Data excerpts:

*** Begin section ***

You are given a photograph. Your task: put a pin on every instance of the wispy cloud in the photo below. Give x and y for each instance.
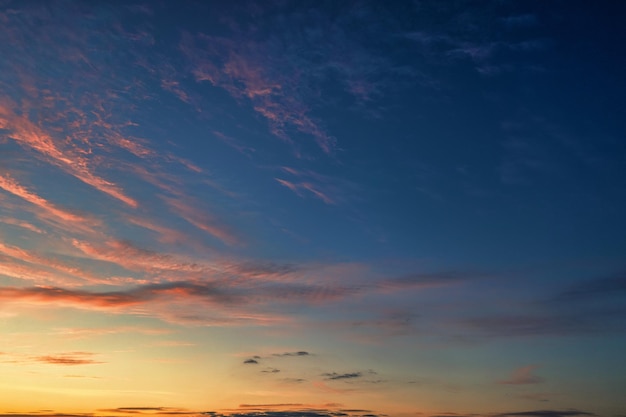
(547, 413)
(27, 134)
(68, 359)
(523, 376)
(337, 376)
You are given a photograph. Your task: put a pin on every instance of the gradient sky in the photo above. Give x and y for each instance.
(313, 208)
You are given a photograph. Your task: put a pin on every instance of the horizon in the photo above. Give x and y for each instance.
(312, 208)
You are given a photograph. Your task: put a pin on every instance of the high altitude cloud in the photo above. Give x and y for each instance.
(547, 413)
(337, 376)
(69, 359)
(523, 376)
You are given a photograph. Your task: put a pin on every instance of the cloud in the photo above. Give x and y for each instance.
(298, 353)
(69, 359)
(337, 376)
(31, 136)
(523, 376)
(430, 280)
(47, 208)
(547, 413)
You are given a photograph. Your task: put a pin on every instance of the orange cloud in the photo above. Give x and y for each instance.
(523, 376)
(29, 135)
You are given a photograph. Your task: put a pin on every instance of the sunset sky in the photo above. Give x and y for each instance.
(313, 208)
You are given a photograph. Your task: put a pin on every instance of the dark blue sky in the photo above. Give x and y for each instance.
(426, 199)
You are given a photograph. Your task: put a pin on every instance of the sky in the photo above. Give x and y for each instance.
(312, 208)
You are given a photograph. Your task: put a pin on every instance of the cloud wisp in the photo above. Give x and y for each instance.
(523, 376)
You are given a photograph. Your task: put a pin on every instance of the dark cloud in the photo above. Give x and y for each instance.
(547, 413)
(70, 359)
(299, 353)
(336, 376)
(430, 280)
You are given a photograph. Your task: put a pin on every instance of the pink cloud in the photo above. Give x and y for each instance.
(203, 221)
(10, 185)
(31, 136)
(68, 359)
(247, 71)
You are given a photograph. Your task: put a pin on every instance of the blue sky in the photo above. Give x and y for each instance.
(271, 208)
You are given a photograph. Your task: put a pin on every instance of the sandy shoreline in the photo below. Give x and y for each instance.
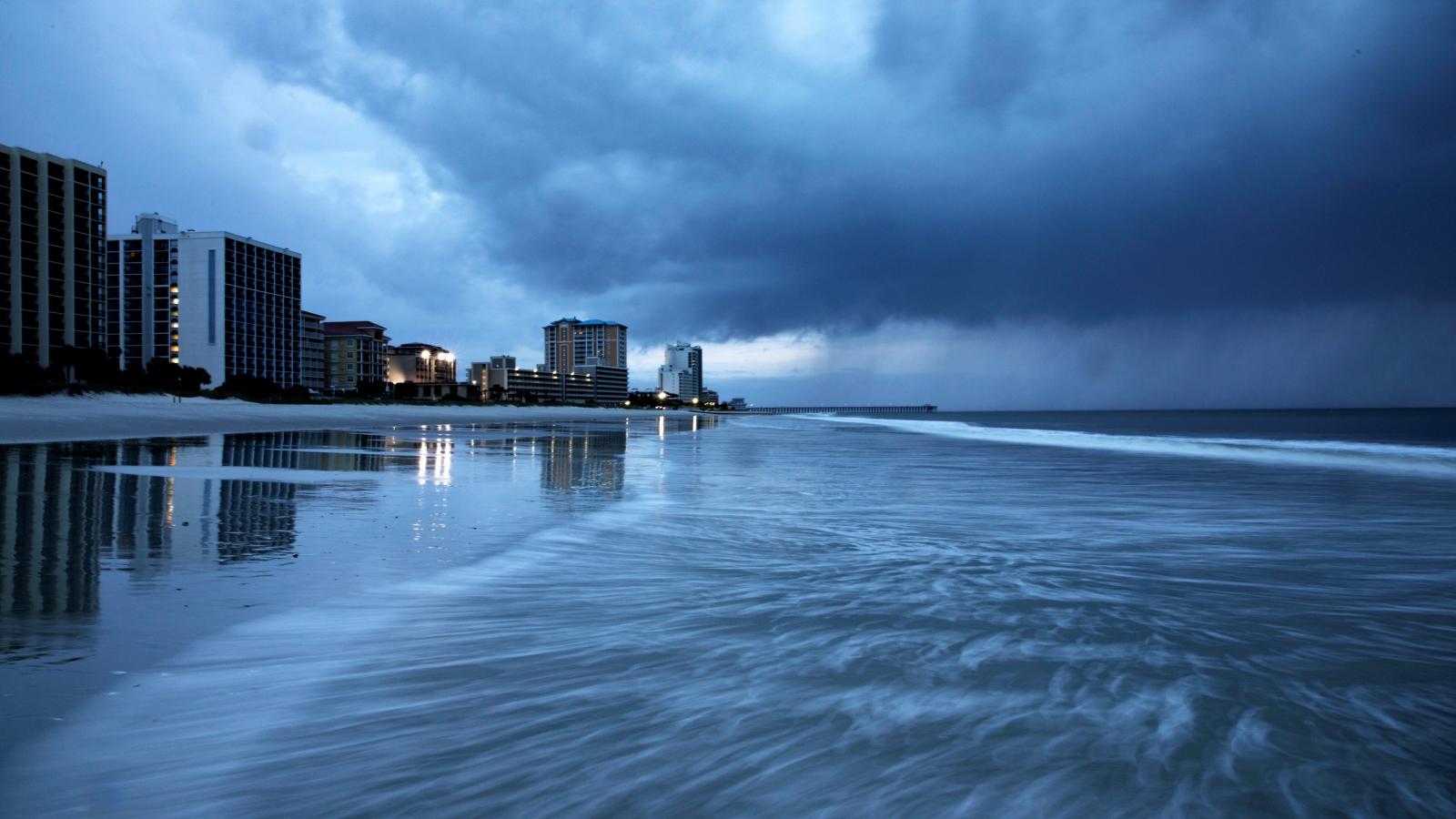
(95, 417)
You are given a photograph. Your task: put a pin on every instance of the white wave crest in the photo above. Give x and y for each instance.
(1401, 460)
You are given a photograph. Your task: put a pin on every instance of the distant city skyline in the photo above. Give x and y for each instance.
(977, 205)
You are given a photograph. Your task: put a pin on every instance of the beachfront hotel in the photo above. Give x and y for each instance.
(356, 354)
(682, 370)
(571, 343)
(204, 299)
(53, 228)
(589, 383)
(421, 363)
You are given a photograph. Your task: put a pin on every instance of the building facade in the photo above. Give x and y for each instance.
(53, 232)
(421, 363)
(590, 383)
(682, 370)
(310, 350)
(571, 343)
(208, 299)
(356, 354)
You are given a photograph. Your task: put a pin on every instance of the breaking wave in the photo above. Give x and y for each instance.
(1401, 460)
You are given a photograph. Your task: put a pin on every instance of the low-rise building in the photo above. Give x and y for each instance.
(354, 356)
(590, 383)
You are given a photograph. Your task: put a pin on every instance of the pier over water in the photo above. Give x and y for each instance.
(842, 410)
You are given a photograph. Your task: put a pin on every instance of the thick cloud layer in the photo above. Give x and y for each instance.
(747, 169)
(975, 203)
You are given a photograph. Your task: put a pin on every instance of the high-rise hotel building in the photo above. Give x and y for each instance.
(574, 343)
(682, 370)
(53, 228)
(210, 299)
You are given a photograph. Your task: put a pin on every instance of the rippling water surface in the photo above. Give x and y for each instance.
(1037, 614)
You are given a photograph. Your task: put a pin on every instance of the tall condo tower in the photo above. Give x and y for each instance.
(575, 343)
(53, 228)
(210, 299)
(682, 370)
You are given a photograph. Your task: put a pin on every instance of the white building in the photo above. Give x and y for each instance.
(682, 370)
(208, 299)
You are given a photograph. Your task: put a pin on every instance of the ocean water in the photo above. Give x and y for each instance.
(938, 615)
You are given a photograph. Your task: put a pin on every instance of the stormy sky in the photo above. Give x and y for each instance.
(985, 205)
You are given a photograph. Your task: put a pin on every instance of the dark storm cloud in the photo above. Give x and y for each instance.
(979, 159)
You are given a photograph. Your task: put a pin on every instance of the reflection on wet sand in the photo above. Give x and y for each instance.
(63, 523)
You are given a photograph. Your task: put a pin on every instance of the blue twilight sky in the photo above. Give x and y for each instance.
(986, 205)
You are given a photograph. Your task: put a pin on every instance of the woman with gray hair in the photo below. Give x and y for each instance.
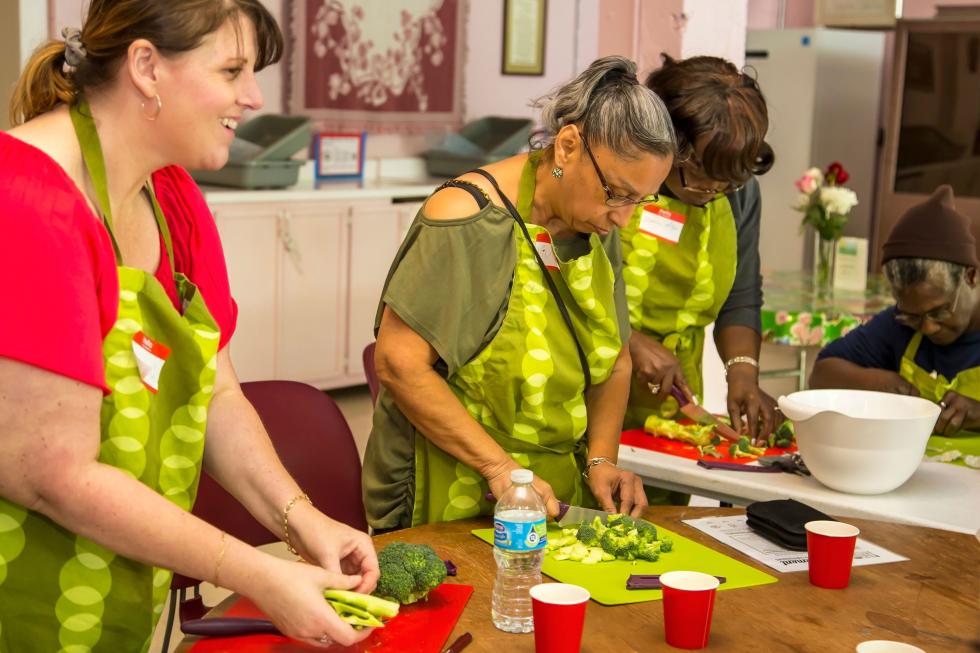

*** End section ***

Problem:
Quote every entry exactly, with the pictures omitted.

Task answer:
You are given a photograph. Your task: put a pin on every instance of the wispy cloud in the photo below. Give x and y for each instance.
(547, 413)
(27, 134)
(68, 359)
(523, 376)
(337, 376)
You are given a photograph. Your task: put a pin on every instance of the gradient sky in the photo above. Give x and y for each instance.
(313, 208)
You are given a photograph. Your task: put a pin on every instance of the horizon in the photo above. Give x and y for each instance.
(312, 208)
You are given a photograph. Your task: put a pin on every instance of the high altitude cloud in the photo above. Give x and y for each instance.
(547, 413)
(337, 376)
(69, 359)
(523, 376)
You are given a photograph. Your task: put a pin on every instance of the cloud in the photo above. Give x and y for each instance.
(298, 353)
(69, 359)
(337, 376)
(31, 136)
(523, 376)
(430, 280)
(47, 208)
(547, 413)
You are given a photograph. Your task: put a pin on every instance of the orange cloud in the photo above. Give x and y for each instance.
(523, 376)
(29, 135)
You are given a photograph. Your task: put a pin on every instance of the sunset sky in the photo above. Give x and y for each instance.
(313, 208)
You are given a photograph. Your task: put a pin on every instance of the dark blue sky in the photo above. Give x and y for each instance.
(426, 199)
You are given a photograph. Your task: put a pin on every instance of the sky in the photo above. Give x and y for each instance.
(312, 208)
You are given a photograph. Your task: put a pin on every instance of the cloud wisp in the photo above. Give x and y for each instance.
(523, 376)
You are given a photograph. Your task: put a pin on every instance of the dark cloud in the photo above. Give x and y for each instance.
(547, 413)
(70, 359)
(299, 353)
(336, 376)
(430, 280)
You are given a photograph. Your task: put a pin on every instance of the pink cloud in the photo above. Give x and y for each instance.
(203, 221)
(10, 185)
(31, 136)
(68, 359)
(247, 71)
You are given a photograph. Your task: put a pin on every instance of the blue sky in the photo above. Give x and y for each instance.
(271, 208)
You are given a photograph. Your task: put a pin on every instance of the sandy shoreline in the photo below. Give x and y for each instance.
(95, 417)
You are given a photograph. Your task: put a pin on every instance of the white wave crest in the photo above. Give x and y for each instance.
(1401, 460)
You are given a photograph. Your task: put a pin on every instance of the distant city skyline in the photo above. Give x and y for each instance.
(977, 205)
You are given a photograph. Your task: put a pin on every instance of the beachfront hotel in the photo above. Give x and y for each instance.
(356, 354)
(682, 370)
(571, 343)
(204, 299)
(53, 228)
(589, 383)
(421, 363)
You are given a photograph. Your task: put a pin on every instance of the building facade in the photo above. Give x and y for each instance.
(53, 232)
(421, 363)
(590, 383)
(682, 370)
(310, 350)
(571, 343)
(208, 299)
(356, 354)
You are given a photograph. Your task: put a pin on every instance of the breaking wave in the photo above. Give x and y for each instance.
(1401, 460)
You are given a photograph. Your task: put a pin on every instance of the low-rise building in the photo above. Give x and y for each instance.
(354, 356)
(590, 383)
You are given a photograph. Your task: put a pin on every instance of the pier over water in the photo above. Give x and y for each instance.
(842, 410)
You are given a photograph. Your task: put a pin on every instance of the thick cloud layer in the photo above. Give x and y for each instance.
(747, 169)
(975, 203)
You are given a photograph. Your task: put a pin on every instance of the high-rise hotel building in the photo above. Give x and y for each instance.
(574, 343)
(682, 370)
(53, 228)
(210, 299)
You are given a photograph. Your task: put a pin on every instance of the rippling water surface in the photo above. Give x and y for each instance.
(1037, 614)
You are given a photograph. Your task: put a pin on every instance of the tall condo tower in the photo above. Give x and y for each instance.
(575, 343)
(53, 228)
(210, 299)
(682, 370)
You are given a photograph. Your task: put a pin on every instance of the white building in the photo above. Give x and y for each instance.
(682, 370)
(208, 299)
You are given a photograph. Your task: put a pin on every instance of the ocean water in the photo above. Give x and y for each instance.
(938, 615)
You are given a photograph. Your task: put a pin on every instance of the stormy sky in the photo above. Give x and y for each instance.
(985, 205)
You are given a photograph. Your task: put a pin on every instance of the dark storm cloud in the photo above. Give x and y for each instance.
(979, 159)
You are given a photograph. Your task: put a pin on every instance of the reflection on wet sand in the photo above. Give x and y for each instance.
(63, 523)
You are given a photograph. Your task: put a pin on every instance of the blue twilight sky in the photo above. Give x and y for each instance.
(986, 205)
You are given a photograph. Your task: put a pin on every instance of the woman with gray hair in the photo below. Give x and y for each instance.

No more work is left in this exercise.